* What you need to do *
Copy the lines verbatim, beginning with the line that contains "Where can you see the green hillside" and continuing through the end of the data, and only those lines.

[Extracted data entries]
## start

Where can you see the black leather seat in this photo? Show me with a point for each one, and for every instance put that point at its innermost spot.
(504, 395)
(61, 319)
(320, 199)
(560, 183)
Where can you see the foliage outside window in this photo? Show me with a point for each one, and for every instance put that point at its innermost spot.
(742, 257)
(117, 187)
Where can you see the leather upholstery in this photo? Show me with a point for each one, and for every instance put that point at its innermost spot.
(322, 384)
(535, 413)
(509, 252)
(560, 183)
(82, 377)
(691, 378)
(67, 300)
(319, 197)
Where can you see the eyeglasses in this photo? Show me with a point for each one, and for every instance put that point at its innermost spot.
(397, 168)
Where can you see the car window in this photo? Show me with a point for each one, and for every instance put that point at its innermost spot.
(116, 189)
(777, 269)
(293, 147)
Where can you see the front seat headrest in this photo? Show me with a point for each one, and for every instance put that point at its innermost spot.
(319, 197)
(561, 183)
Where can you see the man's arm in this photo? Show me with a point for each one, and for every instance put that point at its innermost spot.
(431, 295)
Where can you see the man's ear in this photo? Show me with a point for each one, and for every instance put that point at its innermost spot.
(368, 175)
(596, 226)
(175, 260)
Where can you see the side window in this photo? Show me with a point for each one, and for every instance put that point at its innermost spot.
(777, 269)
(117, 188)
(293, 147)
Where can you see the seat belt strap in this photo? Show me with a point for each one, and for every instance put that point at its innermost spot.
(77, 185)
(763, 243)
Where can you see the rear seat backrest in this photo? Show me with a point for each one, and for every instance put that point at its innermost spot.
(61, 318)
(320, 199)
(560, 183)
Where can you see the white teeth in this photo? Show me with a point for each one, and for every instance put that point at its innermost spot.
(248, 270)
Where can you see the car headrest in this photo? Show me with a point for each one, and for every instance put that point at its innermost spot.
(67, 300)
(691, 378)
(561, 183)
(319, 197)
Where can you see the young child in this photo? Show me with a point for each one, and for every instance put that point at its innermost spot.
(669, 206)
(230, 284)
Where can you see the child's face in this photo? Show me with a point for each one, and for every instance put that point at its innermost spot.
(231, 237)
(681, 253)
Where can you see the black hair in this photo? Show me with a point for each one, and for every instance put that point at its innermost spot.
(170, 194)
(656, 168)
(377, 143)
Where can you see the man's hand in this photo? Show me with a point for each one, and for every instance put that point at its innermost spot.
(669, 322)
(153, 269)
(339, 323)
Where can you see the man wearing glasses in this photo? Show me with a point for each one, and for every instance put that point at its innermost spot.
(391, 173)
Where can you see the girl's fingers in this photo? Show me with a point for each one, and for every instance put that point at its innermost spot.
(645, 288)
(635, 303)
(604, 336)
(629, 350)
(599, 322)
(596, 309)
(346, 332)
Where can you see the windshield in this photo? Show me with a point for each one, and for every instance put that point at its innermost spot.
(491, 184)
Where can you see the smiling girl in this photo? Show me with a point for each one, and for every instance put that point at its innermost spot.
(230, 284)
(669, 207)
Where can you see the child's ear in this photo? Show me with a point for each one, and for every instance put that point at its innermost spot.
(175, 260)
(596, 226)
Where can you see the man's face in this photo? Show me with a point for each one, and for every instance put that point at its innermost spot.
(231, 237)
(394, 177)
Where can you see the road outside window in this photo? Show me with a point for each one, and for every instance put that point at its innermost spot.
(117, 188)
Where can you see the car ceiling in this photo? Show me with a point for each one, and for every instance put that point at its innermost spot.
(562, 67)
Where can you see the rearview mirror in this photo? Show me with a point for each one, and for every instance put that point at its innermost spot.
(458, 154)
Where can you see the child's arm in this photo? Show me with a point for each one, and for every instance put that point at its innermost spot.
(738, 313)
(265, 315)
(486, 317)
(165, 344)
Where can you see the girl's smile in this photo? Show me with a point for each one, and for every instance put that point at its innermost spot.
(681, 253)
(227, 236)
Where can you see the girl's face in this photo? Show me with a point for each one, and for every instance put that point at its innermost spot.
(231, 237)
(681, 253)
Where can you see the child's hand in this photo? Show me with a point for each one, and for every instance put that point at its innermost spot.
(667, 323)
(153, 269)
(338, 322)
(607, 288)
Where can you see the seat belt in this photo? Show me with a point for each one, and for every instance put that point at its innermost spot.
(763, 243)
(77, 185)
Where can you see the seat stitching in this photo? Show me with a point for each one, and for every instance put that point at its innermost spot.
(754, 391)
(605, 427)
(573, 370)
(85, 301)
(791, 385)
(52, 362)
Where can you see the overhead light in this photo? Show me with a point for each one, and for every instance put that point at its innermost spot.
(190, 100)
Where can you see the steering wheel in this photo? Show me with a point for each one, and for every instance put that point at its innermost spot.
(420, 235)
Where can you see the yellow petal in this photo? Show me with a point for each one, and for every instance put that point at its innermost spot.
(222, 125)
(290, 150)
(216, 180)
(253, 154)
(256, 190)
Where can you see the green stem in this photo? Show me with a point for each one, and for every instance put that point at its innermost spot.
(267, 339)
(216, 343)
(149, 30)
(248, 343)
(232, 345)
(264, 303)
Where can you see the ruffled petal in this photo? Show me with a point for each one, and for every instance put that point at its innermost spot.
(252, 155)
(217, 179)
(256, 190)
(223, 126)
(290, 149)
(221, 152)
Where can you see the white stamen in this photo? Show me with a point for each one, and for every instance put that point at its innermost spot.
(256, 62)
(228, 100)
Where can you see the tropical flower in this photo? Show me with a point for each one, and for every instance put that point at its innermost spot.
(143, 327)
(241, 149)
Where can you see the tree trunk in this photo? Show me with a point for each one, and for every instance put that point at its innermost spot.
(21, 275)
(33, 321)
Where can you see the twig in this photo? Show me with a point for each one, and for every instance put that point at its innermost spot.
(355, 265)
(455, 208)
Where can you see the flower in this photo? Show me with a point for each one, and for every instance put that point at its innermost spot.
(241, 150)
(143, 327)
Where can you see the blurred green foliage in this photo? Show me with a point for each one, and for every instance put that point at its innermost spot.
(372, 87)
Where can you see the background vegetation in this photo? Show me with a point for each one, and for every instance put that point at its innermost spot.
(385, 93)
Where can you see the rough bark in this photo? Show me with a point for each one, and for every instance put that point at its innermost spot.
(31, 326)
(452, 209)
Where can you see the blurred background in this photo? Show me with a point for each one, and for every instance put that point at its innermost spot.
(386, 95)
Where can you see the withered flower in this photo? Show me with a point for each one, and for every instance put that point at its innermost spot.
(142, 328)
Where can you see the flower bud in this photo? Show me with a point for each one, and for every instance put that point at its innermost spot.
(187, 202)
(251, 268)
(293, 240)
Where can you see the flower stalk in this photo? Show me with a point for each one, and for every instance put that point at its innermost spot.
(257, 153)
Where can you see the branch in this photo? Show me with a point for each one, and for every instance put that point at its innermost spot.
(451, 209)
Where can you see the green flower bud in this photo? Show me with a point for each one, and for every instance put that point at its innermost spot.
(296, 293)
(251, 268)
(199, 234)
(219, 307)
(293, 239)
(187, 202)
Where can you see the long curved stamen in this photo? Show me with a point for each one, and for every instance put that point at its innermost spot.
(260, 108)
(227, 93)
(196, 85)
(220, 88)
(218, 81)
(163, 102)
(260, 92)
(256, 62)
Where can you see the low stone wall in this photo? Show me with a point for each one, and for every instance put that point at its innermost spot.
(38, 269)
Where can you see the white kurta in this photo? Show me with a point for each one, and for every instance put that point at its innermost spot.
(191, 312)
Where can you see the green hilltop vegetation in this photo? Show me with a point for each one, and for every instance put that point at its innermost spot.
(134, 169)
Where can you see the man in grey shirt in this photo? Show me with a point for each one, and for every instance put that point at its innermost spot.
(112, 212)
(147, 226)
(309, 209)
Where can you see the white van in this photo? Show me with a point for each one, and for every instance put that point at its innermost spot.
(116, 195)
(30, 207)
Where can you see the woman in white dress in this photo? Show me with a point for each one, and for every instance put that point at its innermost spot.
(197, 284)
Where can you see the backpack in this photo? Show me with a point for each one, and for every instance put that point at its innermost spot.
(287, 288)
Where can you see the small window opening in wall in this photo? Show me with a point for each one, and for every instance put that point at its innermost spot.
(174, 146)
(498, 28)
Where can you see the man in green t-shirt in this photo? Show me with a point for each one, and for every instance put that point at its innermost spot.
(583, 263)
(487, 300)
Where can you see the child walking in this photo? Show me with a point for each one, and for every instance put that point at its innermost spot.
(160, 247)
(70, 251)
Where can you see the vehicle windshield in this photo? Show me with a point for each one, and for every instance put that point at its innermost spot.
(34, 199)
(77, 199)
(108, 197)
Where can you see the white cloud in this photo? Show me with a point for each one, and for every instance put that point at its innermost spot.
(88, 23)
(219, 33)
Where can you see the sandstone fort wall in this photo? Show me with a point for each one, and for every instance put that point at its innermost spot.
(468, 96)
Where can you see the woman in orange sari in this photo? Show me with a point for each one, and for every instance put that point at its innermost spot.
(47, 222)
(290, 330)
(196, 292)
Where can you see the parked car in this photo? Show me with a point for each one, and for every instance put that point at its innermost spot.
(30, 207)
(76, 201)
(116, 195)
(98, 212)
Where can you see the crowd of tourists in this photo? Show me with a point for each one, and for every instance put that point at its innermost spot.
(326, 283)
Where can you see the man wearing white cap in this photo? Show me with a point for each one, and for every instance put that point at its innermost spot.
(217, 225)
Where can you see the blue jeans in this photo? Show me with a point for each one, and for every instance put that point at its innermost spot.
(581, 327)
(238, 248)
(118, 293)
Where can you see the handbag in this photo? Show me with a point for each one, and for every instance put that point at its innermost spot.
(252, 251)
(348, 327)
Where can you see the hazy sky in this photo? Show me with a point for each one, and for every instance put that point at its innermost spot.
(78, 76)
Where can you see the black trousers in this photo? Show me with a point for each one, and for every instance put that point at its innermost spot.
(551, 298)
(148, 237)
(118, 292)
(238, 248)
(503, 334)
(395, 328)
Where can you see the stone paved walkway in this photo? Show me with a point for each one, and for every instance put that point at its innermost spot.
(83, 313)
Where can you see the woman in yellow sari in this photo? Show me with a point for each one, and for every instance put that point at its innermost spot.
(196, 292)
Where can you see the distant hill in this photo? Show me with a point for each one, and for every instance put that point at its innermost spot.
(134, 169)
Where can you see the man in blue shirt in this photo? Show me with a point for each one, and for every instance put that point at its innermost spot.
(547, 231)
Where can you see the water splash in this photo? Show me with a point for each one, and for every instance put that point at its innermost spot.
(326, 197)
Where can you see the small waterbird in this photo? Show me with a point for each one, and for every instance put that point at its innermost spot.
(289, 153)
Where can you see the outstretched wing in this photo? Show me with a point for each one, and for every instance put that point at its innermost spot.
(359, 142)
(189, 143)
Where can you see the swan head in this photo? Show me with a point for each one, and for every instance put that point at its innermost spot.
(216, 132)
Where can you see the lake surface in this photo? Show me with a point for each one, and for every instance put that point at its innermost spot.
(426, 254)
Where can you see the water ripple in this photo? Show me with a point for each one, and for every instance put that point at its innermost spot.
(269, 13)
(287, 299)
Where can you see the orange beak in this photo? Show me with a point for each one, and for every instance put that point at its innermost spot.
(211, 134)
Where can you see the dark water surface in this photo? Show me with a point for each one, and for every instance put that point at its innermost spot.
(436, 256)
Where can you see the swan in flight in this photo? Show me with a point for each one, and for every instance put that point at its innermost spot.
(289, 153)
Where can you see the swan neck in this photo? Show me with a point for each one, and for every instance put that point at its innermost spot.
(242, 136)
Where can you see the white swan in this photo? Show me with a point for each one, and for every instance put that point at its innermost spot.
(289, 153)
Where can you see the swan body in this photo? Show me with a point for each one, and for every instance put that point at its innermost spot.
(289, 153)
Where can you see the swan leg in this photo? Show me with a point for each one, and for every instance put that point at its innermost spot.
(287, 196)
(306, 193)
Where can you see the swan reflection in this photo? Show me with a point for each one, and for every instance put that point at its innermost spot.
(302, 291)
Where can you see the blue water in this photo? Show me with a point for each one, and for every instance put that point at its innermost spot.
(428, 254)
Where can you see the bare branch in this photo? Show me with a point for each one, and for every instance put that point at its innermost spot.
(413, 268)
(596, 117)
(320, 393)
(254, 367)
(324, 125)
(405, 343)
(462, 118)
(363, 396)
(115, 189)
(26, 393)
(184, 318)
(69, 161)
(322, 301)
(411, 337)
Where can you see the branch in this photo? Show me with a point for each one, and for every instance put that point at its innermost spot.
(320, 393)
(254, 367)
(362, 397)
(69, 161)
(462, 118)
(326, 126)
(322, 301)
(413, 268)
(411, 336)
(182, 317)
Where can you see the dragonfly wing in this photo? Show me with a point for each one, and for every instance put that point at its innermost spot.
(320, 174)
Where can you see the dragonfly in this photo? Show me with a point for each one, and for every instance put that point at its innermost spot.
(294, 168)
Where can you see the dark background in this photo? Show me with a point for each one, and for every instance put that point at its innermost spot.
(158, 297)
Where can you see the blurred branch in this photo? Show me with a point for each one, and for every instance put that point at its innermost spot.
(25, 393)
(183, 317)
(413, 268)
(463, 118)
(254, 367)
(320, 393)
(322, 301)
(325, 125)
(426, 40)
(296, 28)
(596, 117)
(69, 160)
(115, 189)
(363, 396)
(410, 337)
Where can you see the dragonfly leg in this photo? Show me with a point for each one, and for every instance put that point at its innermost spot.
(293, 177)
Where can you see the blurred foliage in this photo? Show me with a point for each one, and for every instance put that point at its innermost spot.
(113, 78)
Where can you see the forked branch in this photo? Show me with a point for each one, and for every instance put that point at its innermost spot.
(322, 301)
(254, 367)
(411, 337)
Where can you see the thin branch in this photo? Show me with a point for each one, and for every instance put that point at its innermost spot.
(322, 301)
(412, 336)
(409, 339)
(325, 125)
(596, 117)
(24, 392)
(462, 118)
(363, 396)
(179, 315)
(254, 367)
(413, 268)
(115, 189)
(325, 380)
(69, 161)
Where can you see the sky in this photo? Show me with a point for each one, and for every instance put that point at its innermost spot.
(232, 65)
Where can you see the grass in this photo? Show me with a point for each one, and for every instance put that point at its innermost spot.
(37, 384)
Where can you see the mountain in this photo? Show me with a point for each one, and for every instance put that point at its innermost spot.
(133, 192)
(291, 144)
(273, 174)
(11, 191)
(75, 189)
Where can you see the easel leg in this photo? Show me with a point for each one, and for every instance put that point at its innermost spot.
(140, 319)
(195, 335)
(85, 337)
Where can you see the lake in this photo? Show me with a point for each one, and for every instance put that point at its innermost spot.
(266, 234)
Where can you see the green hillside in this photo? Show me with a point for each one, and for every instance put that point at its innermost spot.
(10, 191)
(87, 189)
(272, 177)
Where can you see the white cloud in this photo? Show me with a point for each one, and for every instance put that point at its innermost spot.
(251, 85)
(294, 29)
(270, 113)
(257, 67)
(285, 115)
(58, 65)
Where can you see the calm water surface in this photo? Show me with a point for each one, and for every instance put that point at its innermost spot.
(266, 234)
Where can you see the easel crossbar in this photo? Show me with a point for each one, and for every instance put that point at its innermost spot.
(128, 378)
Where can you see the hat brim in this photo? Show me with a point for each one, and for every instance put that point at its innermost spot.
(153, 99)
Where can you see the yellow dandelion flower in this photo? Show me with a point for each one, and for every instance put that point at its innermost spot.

## end

* Task response *
Where can you see the green hillside in this photo? Show me with a point for each one, and for every instance put that point at its innermost spot.
(10, 191)
(87, 189)
(272, 177)
Where can you see the white cloud in this photo? Show me with a point for each one, and for every instance put that point at its innermost spot.
(251, 85)
(294, 29)
(270, 113)
(257, 67)
(285, 115)
(58, 65)
Where can you see the calm water surface in this photo? Show me with a point for each one, and for every instance put that point at its innermost spot.
(266, 234)
Where can you see the easel crossbar in this photo? Show me with a point for each one, and for every instance put that point at its innermost spot.
(128, 378)
Where can you see the hat brim in this photo? Show me with a point for each one, and for every instance put that point at its innermost spot.
(153, 99)
Where can you see the yellow dandelion flower in this photo? Show me with a point for each one, and for every instance put that point at its innermost spot.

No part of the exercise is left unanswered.